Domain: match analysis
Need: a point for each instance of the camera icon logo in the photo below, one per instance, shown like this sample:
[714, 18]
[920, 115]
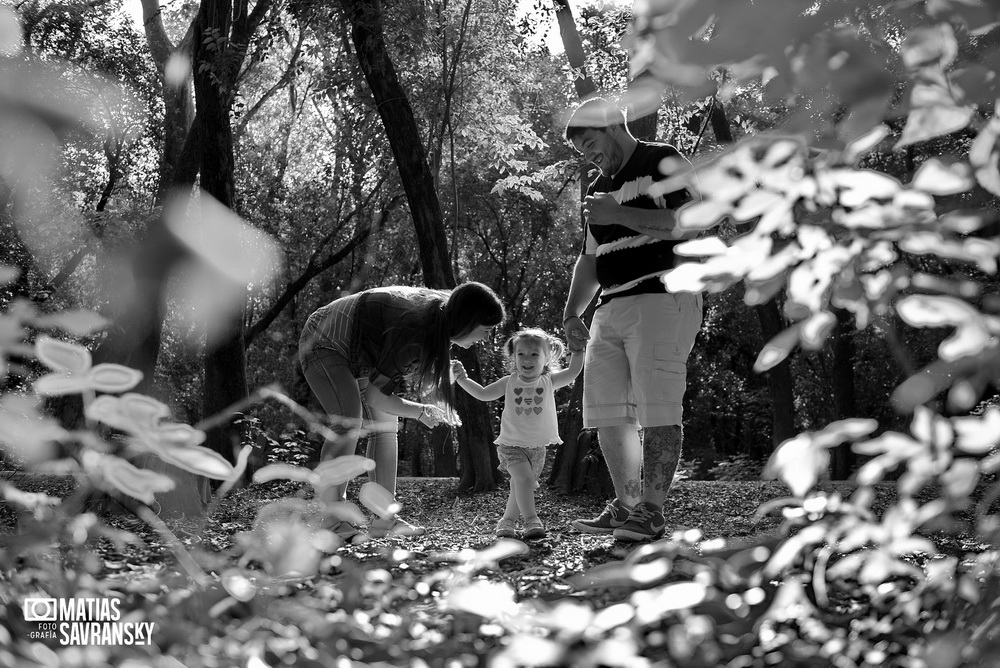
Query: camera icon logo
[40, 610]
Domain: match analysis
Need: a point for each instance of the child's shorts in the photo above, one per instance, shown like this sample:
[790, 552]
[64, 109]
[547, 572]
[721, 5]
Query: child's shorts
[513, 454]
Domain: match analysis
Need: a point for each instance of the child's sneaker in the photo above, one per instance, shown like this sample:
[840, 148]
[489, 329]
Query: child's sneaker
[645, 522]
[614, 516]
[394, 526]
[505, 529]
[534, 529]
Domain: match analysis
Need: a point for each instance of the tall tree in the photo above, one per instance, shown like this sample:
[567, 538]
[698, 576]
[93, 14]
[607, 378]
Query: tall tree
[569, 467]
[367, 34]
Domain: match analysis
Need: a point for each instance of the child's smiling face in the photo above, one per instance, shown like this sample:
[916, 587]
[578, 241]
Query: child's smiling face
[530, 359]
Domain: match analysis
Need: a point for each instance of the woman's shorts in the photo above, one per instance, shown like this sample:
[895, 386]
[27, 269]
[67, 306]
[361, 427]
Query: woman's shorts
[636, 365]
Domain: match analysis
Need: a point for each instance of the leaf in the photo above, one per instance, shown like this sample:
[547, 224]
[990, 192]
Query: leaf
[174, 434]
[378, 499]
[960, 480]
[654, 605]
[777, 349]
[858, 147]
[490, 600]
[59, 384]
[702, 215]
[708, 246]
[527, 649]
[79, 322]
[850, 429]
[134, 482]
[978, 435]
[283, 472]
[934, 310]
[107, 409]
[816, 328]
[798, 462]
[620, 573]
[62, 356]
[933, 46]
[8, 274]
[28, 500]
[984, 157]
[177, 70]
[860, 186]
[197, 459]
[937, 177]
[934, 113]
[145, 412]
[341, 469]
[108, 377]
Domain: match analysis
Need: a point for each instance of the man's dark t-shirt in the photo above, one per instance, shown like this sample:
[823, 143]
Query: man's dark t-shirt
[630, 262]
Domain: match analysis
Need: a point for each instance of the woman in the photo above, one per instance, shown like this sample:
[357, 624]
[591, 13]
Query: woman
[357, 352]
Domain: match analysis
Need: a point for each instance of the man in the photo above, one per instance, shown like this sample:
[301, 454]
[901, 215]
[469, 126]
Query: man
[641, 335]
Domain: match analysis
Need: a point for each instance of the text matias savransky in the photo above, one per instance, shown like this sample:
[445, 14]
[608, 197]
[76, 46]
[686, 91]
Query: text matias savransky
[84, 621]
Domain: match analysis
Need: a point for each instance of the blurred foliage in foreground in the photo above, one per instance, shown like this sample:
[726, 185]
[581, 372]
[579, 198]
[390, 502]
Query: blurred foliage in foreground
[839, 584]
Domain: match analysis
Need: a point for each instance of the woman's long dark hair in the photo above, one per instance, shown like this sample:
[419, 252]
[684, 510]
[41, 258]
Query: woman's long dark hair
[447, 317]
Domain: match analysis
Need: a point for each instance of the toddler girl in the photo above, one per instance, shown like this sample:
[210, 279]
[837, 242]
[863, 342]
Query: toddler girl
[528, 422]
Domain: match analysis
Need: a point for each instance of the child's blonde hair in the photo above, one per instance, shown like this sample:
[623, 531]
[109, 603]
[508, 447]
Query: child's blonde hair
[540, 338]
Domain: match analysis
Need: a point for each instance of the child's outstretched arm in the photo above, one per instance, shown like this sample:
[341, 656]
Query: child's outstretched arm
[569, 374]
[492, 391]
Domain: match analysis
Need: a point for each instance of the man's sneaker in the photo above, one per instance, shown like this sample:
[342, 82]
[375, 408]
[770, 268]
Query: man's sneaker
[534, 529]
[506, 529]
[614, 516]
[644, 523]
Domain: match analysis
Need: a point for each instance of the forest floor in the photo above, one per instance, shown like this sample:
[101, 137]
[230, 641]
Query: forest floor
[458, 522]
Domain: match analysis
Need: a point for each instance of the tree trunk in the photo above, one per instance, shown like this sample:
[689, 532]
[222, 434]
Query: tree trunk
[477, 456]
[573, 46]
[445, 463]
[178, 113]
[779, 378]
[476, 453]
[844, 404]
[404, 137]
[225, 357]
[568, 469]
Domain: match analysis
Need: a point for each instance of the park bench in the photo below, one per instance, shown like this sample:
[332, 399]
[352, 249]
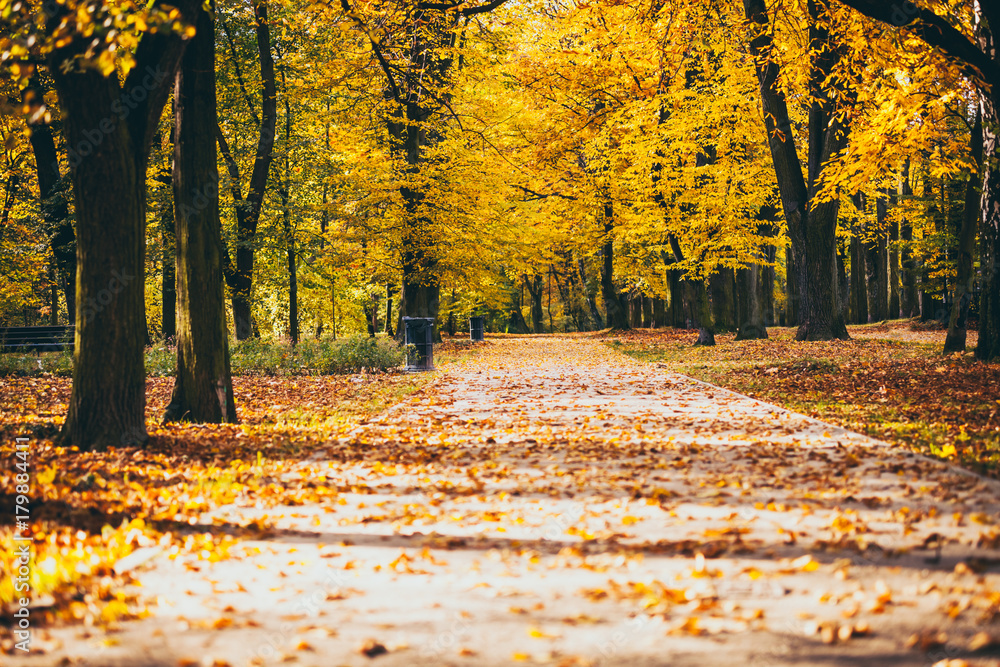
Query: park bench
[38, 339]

EXERCISE DESCRIPTION: Reproduce the material word for word, minus the images.

RESULT OF THE EXERCISE:
Domain: match analysis
Need: a point for each instance of the camera icon logo in the photo below, one per instance, shown like this sample:
[714, 18]
[920, 115]
Query: camera icon logo
[40, 610]
Domain: match analysis
Need: a point for each instance of the child's shorts in the photo above, one per instance, shown like this sample:
[790, 552]
[64, 109]
[547, 572]
[721, 5]
Query: child's shorts
[513, 454]
Domain: match analysis
Need: a point for each instance of the child's sneaker in the photo above, one per instance, shown like this sample:
[840, 148]
[489, 329]
Query: child's sneaker
[645, 522]
[614, 516]
[394, 526]
[505, 529]
[534, 529]
Domain: match analysis
Need: a point for each instance of the tall tree in the photo above, one per instance, shown like this sample:
[567, 538]
[698, 576]
[93, 14]
[607, 378]
Query: tall tree
[569, 467]
[367, 34]
Domain: match analysis
Need: a point for each instance of the child's smiling face in the photo above, one per instance, shown like this sample:
[916, 587]
[578, 241]
Query: child's smiling face
[530, 359]
Domain: match analysis
Need: a point for each instance of the woman's shorts in the photo above, one per instance, shown like this sample:
[895, 386]
[27, 269]
[67, 306]
[361, 427]
Query: woman's shorts
[636, 365]
Domain: match analysis
Need: a point for each instance of the leaf in the photo above, one per instance, shown like this sample:
[547, 224]
[990, 192]
Query: leaf
[174, 434]
[378, 499]
[960, 480]
[654, 605]
[777, 349]
[858, 147]
[490, 600]
[59, 384]
[702, 215]
[708, 246]
[527, 649]
[79, 322]
[850, 429]
[134, 482]
[978, 435]
[283, 472]
[934, 310]
[107, 409]
[816, 328]
[798, 462]
[620, 573]
[62, 356]
[933, 46]
[8, 274]
[28, 500]
[984, 157]
[177, 70]
[860, 186]
[197, 459]
[937, 177]
[934, 113]
[145, 412]
[341, 469]
[108, 377]
Domain: match analysis
Need: a point for each instance of the man's dark t-shirt in the photo above, one per instance, shown like this sample:
[823, 143]
Query: man's dark t-shirt
[630, 262]
Domain: match analysis
Need: a point for each instance of the woman in the photo above, one per instance, shown like this sample:
[357, 624]
[591, 13]
Query: woman
[357, 352]
Domain: match analysis
Need: a point for each instance of the man in the photo above, one per instance, shown like this sample:
[301, 454]
[901, 215]
[469, 126]
Query: man
[641, 335]
Domain: match analysis
Need: a point for each instance of the text matias savransky in the photo above, one per instance, shown like this sample:
[445, 14]
[608, 197]
[76, 46]
[686, 91]
Query: text matias savransky
[84, 621]
Domain: match analysis
Need: a point for each instance of the blurred foliage in foreground in the photo above, one per instance, shown like this sample:
[726, 185]
[581, 372]
[579, 198]
[390, 502]
Query: blurred foliage in foreground
[839, 584]
Domain: match analysis
Need: a point for each instance of the woman's long dark hair in the photo above, one per instance, shown like this sample:
[419, 252]
[684, 510]
[41, 258]
Query: woman's long dark hair
[447, 317]
Domain: match analysis
Need: a point for each instance of the toddler girl in the photo above, one per instance, shown like this sample:
[210, 279]
[837, 242]
[863, 342]
Query: toddler girl
[528, 422]
Domain: match analysis
Need: a point for each instance of the child's blonde hair in the photo above, one per instance, shown like this sample:
[623, 531]
[109, 603]
[508, 447]
Query: child's blonde hair
[540, 338]
Domain: match analysis
Need: a point for each instance of the child's outstretched arm in the photo above, one per instance, shown like this sample:
[341, 656]
Query: child's outstretched arm
[569, 374]
[492, 391]
Domain: match analysis
Need: a point for each instance of the man's sneaker in the photo above, one per instance, shown like this sample:
[342, 82]
[375, 408]
[770, 268]
Query: man's sneaker
[534, 529]
[506, 529]
[614, 516]
[644, 523]
Domain: match analysis
Need: a point for each instance of the forest floor in the photo above, one per instance, shown like this sample:
[101, 137]
[230, 641]
Query: forest floor
[458, 522]
Domain: match analysis
Need: a point for each instance of the tree trunk in the photo above, one per instance, shown like this sample:
[689, 532]
[222, 434]
Query: tree trunk
[477, 456]
[573, 46]
[445, 463]
[178, 113]
[779, 378]
[476, 453]
[844, 404]
[404, 137]
[225, 357]
[568, 469]
Domain: match analysis
Need: a point for each instance of the park bench in the photo below, one per instance, shown like this sample:
[332, 399]
[352, 249]
Query: park bench
[38, 339]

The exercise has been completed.